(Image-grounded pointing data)
————

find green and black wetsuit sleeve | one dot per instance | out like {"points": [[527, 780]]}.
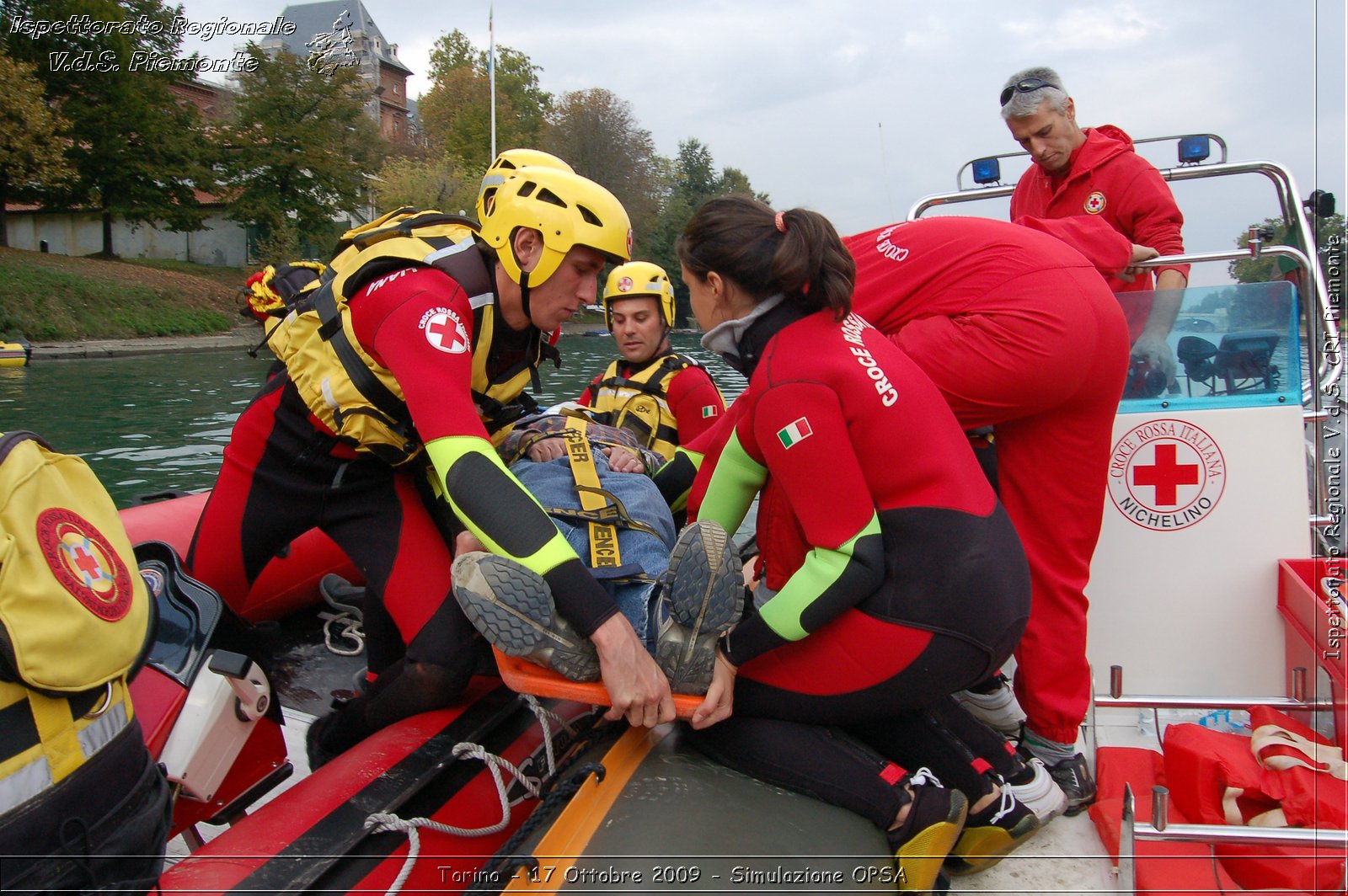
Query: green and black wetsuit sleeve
{"points": [[797, 435]]}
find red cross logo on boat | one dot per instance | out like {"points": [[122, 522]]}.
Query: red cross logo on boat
{"points": [[447, 333], [1166, 475]]}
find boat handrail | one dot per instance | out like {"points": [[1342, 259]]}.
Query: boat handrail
{"points": [[959, 175], [1161, 829]]}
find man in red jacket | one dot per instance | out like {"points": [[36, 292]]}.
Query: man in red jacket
{"points": [[1084, 188], [1096, 174]]}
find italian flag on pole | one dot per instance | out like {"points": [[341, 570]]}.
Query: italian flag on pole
{"points": [[795, 433]]}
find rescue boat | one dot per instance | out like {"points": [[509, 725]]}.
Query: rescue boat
{"points": [[1212, 589], [287, 585]]}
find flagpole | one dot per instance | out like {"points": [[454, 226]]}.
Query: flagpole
{"points": [[491, 67]]}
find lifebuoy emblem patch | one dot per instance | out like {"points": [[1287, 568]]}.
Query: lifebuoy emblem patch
{"points": [[84, 563]]}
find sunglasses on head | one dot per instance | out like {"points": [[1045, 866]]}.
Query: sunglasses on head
{"points": [[1028, 85]]}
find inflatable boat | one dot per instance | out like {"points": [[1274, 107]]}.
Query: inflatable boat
{"points": [[1212, 589], [289, 583]]}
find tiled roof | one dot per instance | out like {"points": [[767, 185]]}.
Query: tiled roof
{"points": [[313, 19]]}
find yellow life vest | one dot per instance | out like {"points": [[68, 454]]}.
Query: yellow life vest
{"points": [[639, 402], [74, 612], [355, 397], [47, 739]]}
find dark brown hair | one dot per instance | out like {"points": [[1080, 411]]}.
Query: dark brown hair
{"points": [[739, 237]]}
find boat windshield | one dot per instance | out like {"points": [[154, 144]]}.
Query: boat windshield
{"points": [[1233, 345]]}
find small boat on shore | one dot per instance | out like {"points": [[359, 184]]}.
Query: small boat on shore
{"points": [[15, 354]]}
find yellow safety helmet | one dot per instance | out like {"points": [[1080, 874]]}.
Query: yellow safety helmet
{"points": [[637, 280], [506, 165], [566, 209]]}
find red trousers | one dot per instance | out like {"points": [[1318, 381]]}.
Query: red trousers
{"points": [[1045, 365]]}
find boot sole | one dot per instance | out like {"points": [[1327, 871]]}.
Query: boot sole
{"points": [[921, 860], [704, 599], [982, 848], [514, 610]]}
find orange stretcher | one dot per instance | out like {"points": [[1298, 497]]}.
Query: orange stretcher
{"points": [[523, 677]]}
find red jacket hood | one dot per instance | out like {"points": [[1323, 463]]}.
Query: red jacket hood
{"points": [[1102, 145]]}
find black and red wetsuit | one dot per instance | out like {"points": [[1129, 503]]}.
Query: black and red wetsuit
{"points": [[1019, 332], [898, 577], [285, 473]]}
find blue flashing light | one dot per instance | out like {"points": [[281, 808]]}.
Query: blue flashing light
{"points": [[1195, 150], [987, 172]]}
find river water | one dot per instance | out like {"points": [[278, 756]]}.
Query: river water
{"points": [[158, 422]]}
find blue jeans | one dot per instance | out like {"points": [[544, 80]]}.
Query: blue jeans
{"points": [[554, 487]]}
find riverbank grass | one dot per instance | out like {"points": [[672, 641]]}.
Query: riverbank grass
{"points": [[51, 296]]}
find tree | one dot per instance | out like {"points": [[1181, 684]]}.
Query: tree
{"points": [[692, 179], [442, 184], [135, 152], [31, 148], [1273, 269], [596, 132], [456, 111], [300, 147]]}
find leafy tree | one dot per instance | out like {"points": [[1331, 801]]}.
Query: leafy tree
{"points": [[300, 147], [135, 152], [31, 148], [692, 179], [456, 111], [1273, 269], [597, 134], [442, 184]]}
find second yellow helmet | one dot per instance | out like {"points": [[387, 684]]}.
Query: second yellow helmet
{"points": [[639, 278]]}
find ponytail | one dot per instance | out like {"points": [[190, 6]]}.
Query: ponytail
{"points": [[795, 253]]}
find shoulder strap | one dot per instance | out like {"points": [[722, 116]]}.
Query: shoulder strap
{"points": [[8, 441], [364, 379]]}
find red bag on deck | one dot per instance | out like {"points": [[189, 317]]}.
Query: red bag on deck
{"points": [[1304, 772], [1217, 778]]}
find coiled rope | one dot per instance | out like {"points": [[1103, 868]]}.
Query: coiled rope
{"points": [[382, 822]]}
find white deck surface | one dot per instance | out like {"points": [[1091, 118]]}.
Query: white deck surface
{"points": [[1065, 857]]}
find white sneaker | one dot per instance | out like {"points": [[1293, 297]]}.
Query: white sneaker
{"points": [[998, 711], [1041, 794]]}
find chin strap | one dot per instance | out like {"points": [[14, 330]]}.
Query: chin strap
{"points": [[523, 296]]}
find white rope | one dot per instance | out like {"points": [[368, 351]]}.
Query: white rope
{"points": [[381, 822], [543, 714], [350, 631]]}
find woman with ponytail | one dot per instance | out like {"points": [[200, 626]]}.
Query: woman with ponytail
{"points": [[891, 574]]}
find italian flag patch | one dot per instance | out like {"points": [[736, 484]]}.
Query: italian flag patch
{"points": [[797, 431]]}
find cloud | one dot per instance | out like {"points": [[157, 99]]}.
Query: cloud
{"points": [[1114, 27]]}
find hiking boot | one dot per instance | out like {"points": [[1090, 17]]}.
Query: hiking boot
{"points": [[317, 754], [991, 833], [700, 601], [997, 709], [1040, 792], [1073, 776], [512, 608], [923, 841]]}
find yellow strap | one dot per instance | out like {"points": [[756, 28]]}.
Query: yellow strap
{"points": [[58, 734], [603, 536]]}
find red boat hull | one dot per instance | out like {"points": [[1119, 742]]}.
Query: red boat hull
{"points": [[313, 835]]}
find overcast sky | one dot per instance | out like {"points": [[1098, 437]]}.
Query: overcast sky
{"points": [[858, 108]]}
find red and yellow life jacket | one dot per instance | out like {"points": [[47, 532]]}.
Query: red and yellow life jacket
{"points": [[639, 402], [355, 397]]}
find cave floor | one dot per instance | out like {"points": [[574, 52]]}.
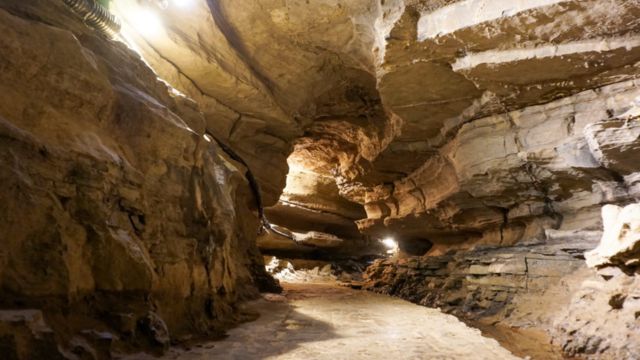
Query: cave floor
{"points": [[323, 321]]}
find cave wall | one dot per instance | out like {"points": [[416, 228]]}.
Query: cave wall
{"points": [[121, 224]]}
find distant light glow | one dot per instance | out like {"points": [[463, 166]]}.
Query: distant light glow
{"points": [[391, 244], [146, 22], [182, 3]]}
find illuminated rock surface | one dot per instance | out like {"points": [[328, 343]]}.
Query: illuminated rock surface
{"points": [[316, 321], [484, 136]]}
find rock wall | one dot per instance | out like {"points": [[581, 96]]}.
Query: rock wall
{"points": [[544, 287], [121, 224]]}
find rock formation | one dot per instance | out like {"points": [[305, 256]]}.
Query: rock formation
{"points": [[120, 222], [484, 136]]}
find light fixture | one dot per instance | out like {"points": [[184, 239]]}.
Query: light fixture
{"points": [[391, 244], [146, 22]]}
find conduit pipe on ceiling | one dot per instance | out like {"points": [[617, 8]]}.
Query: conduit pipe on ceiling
{"points": [[96, 16]]}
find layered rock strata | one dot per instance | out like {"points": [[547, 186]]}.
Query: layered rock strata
{"points": [[121, 224]]}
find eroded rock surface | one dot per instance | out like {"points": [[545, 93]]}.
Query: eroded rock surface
{"points": [[484, 134], [117, 216]]}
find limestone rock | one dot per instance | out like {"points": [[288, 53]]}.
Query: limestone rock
{"points": [[620, 243], [113, 202]]}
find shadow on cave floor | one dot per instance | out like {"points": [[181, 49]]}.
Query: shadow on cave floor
{"points": [[324, 321]]}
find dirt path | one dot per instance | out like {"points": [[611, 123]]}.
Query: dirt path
{"points": [[328, 322]]}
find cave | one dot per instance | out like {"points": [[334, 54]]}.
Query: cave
{"points": [[319, 179]]}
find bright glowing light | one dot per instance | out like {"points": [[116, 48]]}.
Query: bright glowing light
{"points": [[146, 22], [182, 3], [390, 244]]}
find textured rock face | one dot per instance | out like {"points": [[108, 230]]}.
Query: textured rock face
{"points": [[620, 241], [117, 215], [451, 125], [447, 122]]}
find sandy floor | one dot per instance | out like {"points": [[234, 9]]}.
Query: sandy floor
{"points": [[327, 322]]}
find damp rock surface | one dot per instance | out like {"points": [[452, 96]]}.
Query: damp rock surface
{"points": [[322, 321]]}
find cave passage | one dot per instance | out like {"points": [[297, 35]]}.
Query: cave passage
{"points": [[326, 322], [319, 179]]}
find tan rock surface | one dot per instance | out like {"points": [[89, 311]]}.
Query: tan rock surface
{"points": [[116, 212]]}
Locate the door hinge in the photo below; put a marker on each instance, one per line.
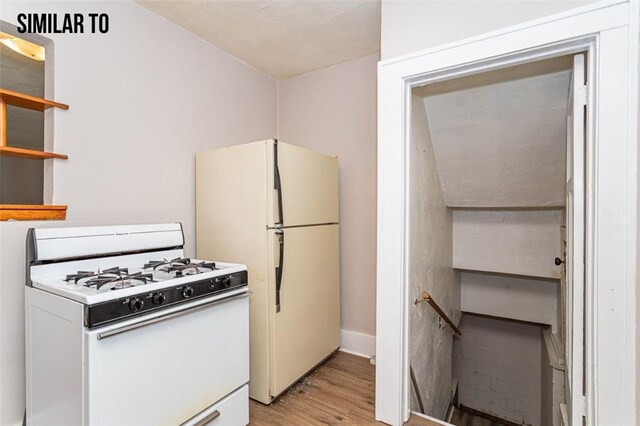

————

WORK TO BE COMPLETED:
Please reproduce exactly and only the lines from the first line of the records through the line containing "find red cross", both included, omitting any pictures.

ANSWER SPACE:
find green and black wetsuit sleeve | one dot per instance | out like {"points": [[527, 780]]}.
Query: green and black wetsuit sleeve
{"points": [[797, 435]]}
find red cross logo on boat | one dot per instance | out like {"points": [[122, 522]]}.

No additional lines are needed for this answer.